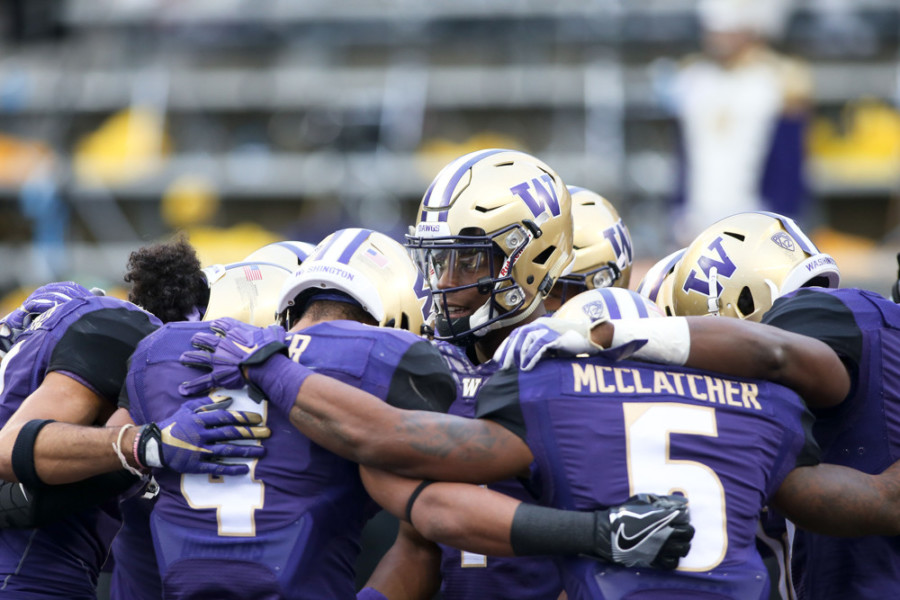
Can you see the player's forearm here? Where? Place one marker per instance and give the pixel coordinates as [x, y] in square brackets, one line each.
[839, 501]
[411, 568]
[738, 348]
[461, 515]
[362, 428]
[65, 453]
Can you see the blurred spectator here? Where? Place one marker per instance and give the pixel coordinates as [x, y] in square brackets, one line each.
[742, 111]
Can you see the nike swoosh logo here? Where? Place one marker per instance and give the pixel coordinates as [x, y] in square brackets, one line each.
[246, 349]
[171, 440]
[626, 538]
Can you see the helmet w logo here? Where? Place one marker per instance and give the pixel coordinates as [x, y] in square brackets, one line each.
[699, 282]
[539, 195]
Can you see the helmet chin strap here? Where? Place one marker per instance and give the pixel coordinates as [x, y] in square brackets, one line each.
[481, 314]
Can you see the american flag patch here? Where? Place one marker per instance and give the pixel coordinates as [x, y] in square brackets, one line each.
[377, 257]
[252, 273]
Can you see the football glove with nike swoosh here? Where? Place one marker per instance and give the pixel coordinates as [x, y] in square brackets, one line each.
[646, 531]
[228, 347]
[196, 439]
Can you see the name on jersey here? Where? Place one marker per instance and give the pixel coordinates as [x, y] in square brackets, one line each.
+--
- **WHAT YOU NEED TO DO**
Without the pictures, reproduce every entry exactly as written.

- **SOLUTION FOR THIS PROBLEM**
Can you see the player's forearm here? Where? Place one marker per instance and give the pixel coordinates as [x, y] in square brackets, one line each.
[839, 501]
[411, 568]
[738, 348]
[461, 515]
[362, 428]
[65, 453]
Can you see the blurred spectator here? Where? Place one marker per instance and give the pixel coordinates as [x, y] in square brackets, one line each.
[742, 111]
Can you see the nike swoosh logo here? Where? Place one marker per instance and give the pixel coordinates as [x, y] in square brackets, one line each.
[246, 349]
[171, 440]
[626, 538]
Can you see the helmet w logo here? Where? Place one marker per instance and give the pixel coordinates as [x, y] in square brackets, one line each.
[699, 282]
[539, 195]
Can you see the helmet chin strap here? Where? Place one marker per instance and give the pixel coordinates as [x, y] in square brackets, one line each.
[481, 314]
Can you see the american flag patch here? Where? Place one marker per instance and give the pixel coordinates as [x, y] in square brackets, one line each.
[377, 257]
[252, 273]
Can you see the football glove with nike swoosh here? Where? Place one marker per instance and give the pixel coordinates as [x, y] in square brackets, one line each.
[646, 531]
[228, 347]
[196, 439]
Can you see the name on jersey here? Where? Place one marker per instance and give the pixel coordinates as [x, y] in square brackets, one line each.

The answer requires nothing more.